Upon his return home, he looks into a photograph of his wife as he looks, "coldly into the eyes of the photograph and they answered coldly," back to him. He feels a deep rush of despair and regret for marrying his wife as he realises that, "dull resentment against his life awoke within him." His child begins to cry and wail whilst Little Chandler was pondering his life and he finds he does not know what to do to make the child stop. The wife eventually rushes in and scolds Little Chandler: "'What have you done to him?" This is when the final epiphany starts to form itself as he looks into her eyes and his "heart closed together" upon gazing into her cold eyes. The last sentence capsulises the epiphany as, "Little Chandler felt his cheeks suffused with shame and he stood back out of the lamplight. He listened while the paroxysm of the child's sobbing grew less and less; and tears of remorse started to his eyes." The tears of remorse that begin to fill up his eyes are symbolic of his emotion of regret for his life and the uselessness he feels in never being able to change the trajectory of his life in the way that he wants.
==============================
→ Work to complete:
**1.** From the records below, copy out the lines beginning at the one that contains "For every instance of the shingle" and ending with the one that contains "Target: shingle roof", both included, and nothing else.
**2.** Continue the passage on Little Chandler's epiphany from where it stops.

→ Dataset extract:
==============================
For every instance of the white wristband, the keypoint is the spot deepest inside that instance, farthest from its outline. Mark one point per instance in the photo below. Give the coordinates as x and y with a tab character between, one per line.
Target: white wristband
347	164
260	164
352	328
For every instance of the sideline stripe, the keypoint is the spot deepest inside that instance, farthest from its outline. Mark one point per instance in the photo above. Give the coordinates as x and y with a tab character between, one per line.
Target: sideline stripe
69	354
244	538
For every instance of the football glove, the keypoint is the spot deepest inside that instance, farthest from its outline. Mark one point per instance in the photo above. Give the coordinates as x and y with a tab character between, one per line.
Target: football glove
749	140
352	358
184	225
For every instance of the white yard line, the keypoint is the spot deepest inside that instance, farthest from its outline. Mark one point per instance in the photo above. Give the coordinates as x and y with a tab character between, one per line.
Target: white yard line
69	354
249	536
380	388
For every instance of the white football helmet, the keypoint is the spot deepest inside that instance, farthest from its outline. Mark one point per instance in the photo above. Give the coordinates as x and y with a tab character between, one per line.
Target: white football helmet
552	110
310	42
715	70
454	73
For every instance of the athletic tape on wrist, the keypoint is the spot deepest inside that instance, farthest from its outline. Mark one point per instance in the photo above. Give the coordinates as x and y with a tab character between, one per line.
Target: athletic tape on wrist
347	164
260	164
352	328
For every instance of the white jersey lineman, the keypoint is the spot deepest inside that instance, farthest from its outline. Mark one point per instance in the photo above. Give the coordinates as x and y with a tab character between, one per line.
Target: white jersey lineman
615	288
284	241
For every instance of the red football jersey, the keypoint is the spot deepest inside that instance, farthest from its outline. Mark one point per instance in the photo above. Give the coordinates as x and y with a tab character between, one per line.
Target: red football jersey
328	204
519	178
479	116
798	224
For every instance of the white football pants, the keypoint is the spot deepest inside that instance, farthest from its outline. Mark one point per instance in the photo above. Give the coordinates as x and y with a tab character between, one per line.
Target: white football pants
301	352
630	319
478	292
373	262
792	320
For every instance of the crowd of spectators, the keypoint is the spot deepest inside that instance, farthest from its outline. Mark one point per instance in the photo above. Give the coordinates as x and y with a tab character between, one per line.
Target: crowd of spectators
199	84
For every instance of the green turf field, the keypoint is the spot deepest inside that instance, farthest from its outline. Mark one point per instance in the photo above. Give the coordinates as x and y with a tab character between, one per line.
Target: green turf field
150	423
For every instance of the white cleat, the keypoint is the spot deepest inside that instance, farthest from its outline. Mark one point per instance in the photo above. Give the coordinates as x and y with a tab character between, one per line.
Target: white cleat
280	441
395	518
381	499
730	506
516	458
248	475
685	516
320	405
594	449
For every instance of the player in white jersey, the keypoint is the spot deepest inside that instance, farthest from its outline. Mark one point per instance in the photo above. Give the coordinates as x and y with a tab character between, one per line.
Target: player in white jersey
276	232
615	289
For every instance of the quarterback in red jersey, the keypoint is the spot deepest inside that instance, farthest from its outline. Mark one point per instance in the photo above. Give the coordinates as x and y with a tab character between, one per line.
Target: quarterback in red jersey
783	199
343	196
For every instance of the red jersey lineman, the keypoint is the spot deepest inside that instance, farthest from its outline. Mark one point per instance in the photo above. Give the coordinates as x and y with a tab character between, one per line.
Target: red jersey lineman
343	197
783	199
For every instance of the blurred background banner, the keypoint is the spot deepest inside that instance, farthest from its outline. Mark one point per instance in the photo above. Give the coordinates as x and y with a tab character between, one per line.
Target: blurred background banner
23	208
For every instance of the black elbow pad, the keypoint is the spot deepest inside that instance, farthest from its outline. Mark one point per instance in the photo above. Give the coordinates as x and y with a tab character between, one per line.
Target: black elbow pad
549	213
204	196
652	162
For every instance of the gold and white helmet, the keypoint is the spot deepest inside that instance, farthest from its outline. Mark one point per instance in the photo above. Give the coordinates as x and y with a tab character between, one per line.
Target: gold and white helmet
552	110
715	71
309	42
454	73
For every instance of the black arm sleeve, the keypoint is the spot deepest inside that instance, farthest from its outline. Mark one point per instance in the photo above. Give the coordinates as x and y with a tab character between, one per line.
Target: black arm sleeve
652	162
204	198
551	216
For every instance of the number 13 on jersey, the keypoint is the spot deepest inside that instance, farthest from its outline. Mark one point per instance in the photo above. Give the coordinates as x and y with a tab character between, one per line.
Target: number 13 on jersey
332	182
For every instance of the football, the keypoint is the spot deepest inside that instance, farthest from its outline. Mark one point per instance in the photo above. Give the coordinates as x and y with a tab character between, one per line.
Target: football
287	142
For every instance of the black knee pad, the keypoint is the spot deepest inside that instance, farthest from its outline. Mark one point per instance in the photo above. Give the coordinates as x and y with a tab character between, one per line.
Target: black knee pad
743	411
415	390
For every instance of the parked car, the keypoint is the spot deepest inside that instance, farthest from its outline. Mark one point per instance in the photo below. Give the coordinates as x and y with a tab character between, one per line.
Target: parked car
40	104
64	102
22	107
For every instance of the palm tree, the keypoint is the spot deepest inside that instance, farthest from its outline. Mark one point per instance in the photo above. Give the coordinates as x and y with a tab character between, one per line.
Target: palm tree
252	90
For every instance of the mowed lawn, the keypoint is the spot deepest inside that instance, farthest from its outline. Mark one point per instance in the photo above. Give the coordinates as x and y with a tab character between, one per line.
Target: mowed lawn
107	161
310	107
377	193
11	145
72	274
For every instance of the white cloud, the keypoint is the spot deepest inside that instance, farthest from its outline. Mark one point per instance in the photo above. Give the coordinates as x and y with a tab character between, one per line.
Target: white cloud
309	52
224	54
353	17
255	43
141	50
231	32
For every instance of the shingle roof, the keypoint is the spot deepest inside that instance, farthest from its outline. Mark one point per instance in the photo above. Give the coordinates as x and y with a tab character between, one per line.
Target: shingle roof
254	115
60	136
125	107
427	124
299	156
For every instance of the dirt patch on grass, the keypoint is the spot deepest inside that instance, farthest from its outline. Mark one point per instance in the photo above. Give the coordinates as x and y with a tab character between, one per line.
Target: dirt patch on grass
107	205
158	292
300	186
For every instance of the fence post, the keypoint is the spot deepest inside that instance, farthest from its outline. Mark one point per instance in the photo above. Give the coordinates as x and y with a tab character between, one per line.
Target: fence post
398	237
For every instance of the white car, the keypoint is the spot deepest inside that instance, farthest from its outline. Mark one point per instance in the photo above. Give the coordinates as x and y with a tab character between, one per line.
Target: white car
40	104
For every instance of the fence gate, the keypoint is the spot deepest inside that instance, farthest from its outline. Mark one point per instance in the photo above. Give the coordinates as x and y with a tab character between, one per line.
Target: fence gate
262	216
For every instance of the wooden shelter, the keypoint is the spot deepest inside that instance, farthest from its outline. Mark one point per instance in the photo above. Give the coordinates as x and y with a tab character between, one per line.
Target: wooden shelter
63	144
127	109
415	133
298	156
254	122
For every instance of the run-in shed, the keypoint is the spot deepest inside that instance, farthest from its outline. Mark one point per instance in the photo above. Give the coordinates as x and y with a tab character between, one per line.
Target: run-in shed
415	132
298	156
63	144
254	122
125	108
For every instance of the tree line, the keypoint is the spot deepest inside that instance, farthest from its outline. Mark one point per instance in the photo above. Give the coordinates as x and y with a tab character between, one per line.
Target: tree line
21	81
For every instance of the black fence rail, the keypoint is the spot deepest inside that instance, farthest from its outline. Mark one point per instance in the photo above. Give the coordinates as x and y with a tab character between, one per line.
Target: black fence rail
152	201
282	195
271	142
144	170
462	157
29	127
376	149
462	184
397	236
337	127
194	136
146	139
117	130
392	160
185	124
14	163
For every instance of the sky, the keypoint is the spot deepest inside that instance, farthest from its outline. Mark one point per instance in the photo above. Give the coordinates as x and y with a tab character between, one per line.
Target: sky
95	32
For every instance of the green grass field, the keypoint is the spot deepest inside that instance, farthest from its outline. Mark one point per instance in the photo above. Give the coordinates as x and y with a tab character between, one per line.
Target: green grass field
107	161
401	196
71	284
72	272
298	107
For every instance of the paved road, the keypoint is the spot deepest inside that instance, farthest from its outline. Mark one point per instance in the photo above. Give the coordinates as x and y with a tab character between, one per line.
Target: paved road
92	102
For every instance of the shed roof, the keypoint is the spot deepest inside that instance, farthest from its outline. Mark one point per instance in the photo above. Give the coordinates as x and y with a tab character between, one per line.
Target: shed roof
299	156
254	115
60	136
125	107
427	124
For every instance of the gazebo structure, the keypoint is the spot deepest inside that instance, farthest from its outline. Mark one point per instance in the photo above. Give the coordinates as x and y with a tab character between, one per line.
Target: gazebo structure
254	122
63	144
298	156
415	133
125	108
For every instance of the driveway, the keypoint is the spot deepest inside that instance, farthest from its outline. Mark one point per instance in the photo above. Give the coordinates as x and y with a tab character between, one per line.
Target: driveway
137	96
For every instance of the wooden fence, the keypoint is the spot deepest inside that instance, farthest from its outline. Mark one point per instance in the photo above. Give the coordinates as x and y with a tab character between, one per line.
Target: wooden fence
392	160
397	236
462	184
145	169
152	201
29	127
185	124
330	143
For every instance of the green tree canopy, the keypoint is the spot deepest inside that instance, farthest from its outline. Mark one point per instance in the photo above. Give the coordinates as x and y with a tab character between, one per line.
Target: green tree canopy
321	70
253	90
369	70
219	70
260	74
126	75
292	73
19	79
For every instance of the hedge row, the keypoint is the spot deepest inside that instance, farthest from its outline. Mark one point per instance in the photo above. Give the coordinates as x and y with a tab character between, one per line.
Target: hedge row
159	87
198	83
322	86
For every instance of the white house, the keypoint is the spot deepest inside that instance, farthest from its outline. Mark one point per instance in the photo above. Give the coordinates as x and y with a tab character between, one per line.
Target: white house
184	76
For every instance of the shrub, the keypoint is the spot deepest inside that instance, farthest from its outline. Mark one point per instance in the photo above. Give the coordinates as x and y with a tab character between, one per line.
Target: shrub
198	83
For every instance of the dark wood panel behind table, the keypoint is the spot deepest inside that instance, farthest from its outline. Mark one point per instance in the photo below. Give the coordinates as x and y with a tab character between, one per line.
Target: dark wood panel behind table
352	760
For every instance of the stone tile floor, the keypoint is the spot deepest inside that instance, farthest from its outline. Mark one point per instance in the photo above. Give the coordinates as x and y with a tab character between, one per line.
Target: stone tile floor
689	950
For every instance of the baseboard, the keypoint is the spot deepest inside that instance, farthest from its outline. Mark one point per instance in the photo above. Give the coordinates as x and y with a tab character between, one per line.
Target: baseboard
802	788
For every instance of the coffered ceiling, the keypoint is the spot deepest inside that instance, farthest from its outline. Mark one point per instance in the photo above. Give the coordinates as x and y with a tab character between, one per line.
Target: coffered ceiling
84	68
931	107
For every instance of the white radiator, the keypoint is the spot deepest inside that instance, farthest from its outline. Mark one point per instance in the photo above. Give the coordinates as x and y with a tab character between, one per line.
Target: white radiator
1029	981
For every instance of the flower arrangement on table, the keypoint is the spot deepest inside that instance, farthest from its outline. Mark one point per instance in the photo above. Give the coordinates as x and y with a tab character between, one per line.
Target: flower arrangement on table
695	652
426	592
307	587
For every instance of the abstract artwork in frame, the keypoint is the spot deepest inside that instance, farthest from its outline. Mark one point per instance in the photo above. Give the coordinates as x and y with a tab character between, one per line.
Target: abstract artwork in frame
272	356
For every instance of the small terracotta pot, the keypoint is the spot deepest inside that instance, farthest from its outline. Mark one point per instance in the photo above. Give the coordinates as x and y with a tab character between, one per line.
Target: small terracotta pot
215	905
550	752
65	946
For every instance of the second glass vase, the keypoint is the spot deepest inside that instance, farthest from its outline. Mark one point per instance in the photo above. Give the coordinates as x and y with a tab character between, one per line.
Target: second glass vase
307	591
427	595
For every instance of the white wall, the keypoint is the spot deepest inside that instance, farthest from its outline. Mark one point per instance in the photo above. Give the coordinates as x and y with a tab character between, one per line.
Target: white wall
==============================
→ Outputs:
**1.**
For every instance of the shingle roof, the keypoint is the spot deepest inside that instance, farthest from its outline. Mark one point per instance in the photo above. Give the coordinates as x and y with a tab character between, one per line.
Target: shingle roof

**2.**
The Dead 
The short story "The Dead" expresses the paralysis of the epiphany Joyce’s character Gabriel experiences in discovering his wife’s grief over her first love. The line "It hardly pained him now to think how poor a part he, her husband, had played in her life," provides a tonal shift from Gabriel lusting after his wife to being dumbstruck by the realisation that he may not be enough for his wife. When Gretta (wife) listens to D’Arcy singing "The Lass of Aughrim", she is reminded of her first love’s death. Gabriel realises that while he has been lusting after her she has been comparing him to another man. This section of the story is influenced by Joyce’s love of Irish music.

William Wordsworth's "Spots of time" 
William Wordsworth was a Romantic poet in the 1800s. He became renowned through his collaboration with Samuel Taylor Coleridge on the collection of poems titled the Lyrical Ballads. In Wordsworth's time, epiphanies had not yet been given that term and were referred to by Wordsworth as "spots of time." There is an agreement that the modern term for the literature device "epiphany" began with Romanticism and in particular with the works of William Wordsworth. Wordsworth's innovation of "spots of time" in his poems have affected modern fiction and the modern short story.

The Prelude 
The main plot points of The Prelude center upon the exploration of epiphany, which Wordsworth presents as vital to the history of his imagination. Two central themes to The Prelude are of childhood and memory and the adventures that Wordsworth has had as a child in the Lake District. These childhood memories, recollected in adulthood, include epiphanies that Wordsworth refers to as "spots of time."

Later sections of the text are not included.